Task prompt:
Reprint all of the data below exactly as shown and skip every image.

Dataset entries:
_ _ _ _ _ _ _
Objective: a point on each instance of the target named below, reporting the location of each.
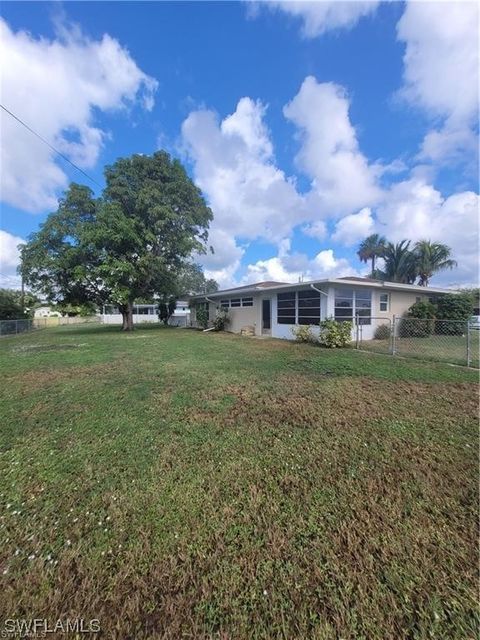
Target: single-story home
(46, 312)
(148, 313)
(274, 308)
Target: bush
(455, 310)
(382, 332)
(221, 320)
(420, 320)
(335, 334)
(303, 333)
(415, 328)
(202, 318)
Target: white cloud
(291, 267)
(441, 73)
(9, 259)
(414, 209)
(234, 166)
(320, 17)
(342, 179)
(317, 230)
(225, 260)
(55, 86)
(354, 227)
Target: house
(273, 308)
(148, 313)
(46, 312)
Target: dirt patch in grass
(37, 379)
(299, 401)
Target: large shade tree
(130, 243)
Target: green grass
(438, 348)
(178, 484)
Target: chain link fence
(22, 325)
(13, 327)
(452, 341)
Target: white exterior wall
(138, 318)
(285, 330)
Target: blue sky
(306, 125)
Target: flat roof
(353, 282)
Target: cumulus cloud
(9, 259)
(222, 264)
(354, 227)
(55, 86)
(317, 230)
(291, 267)
(441, 74)
(415, 209)
(235, 167)
(320, 17)
(342, 178)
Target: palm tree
(372, 248)
(400, 262)
(431, 257)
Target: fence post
(469, 356)
(393, 345)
_ _ _ _ _ _ _
Exercise answer:
Objective: a point on each instance of the target named below, reporting the location of each.
Target: single-story home
(46, 312)
(148, 313)
(274, 308)
Target: bush
(455, 310)
(382, 332)
(221, 320)
(420, 320)
(335, 334)
(303, 333)
(415, 328)
(202, 318)
Target: white cloud
(291, 267)
(441, 73)
(9, 259)
(414, 209)
(234, 166)
(320, 17)
(342, 179)
(317, 230)
(225, 260)
(55, 86)
(354, 227)
Target: house
(273, 308)
(148, 313)
(46, 312)
Target: dirt patch in grass
(37, 379)
(299, 401)
Target: large shade tree
(130, 243)
Target: green grass
(438, 348)
(178, 484)
Target: chain link fence
(22, 325)
(13, 327)
(452, 341)
Target: white exterior wall
(138, 318)
(285, 330)
Target: blue sky
(306, 125)
Target: flat roof
(353, 282)
Target: cumulus cloud
(9, 259)
(222, 264)
(354, 227)
(55, 86)
(317, 230)
(291, 267)
(441, 74)
(415, 209)
(235, 167)
(320, 17)
(342, 178)
Target: palm tree
(372, 248)
(400, 262)
(431, 257)
Target: fence post
(469, 356)
(393, 345)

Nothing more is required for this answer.